Set down every line of the material below verbatim, leaving the pictures out.

Segmentation annotation records
· · · · · · ·

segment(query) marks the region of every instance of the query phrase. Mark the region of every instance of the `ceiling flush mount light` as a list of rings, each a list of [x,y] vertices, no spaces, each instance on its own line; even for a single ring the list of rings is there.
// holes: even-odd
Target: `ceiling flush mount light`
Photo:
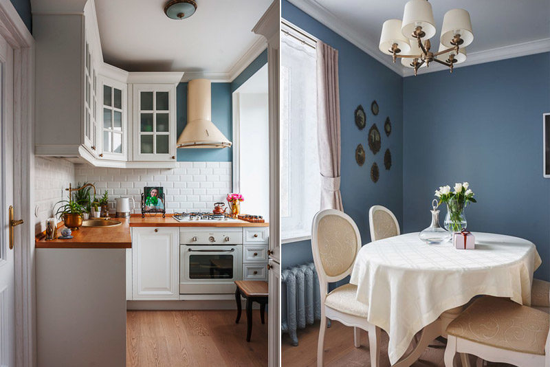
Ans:
[[[164,5],[164,13],[172,19],[185,19],[195,14],[197,3],[194,0],[170,0]]]
[[[401,63],[414,69],[415,75],[420,67],[430,66],[435,61],[449,67],[466,60],[465,47],[474,41],[470,14],[463,9],[452,9],[443,19],[439,49],[430,51],[430,38],[435,36],[435,22],[432,5],[427,0],[410,0],[405,4],[403,20],[390,19],[382,25],[379,48]]]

· · · · · · ·

ANSWER TO THE PROBLEM:
segment(query) marks the region of every instance of the query phrase. Mark the region of every instance of the `ceiling flush mount light` as a list of rings, each a list of [x,y] vertices, no spaces, each instance on its own line; even for a single ring the list of rings is there.
// holes: even-odd
Target: `ceiling flush mount light`
Photo:
Ans:
[[[164,5],[164,13],[172,19],[185,19],[195,14],[197,3],[194,0],[170,0]]]
[[[401,63],[414,69],[415,75],[420,67],[430,66],[435,61],[449,67],[466,60],[465,47],[474,41],[470,14],[463,9],[452,9],[443,19],[439,49],[430,51],[430,38],[435,36],[435,22],[432,5],[427,0],[410,0],[405,4],[403,20],[390,19],[382,25],[379,48]]]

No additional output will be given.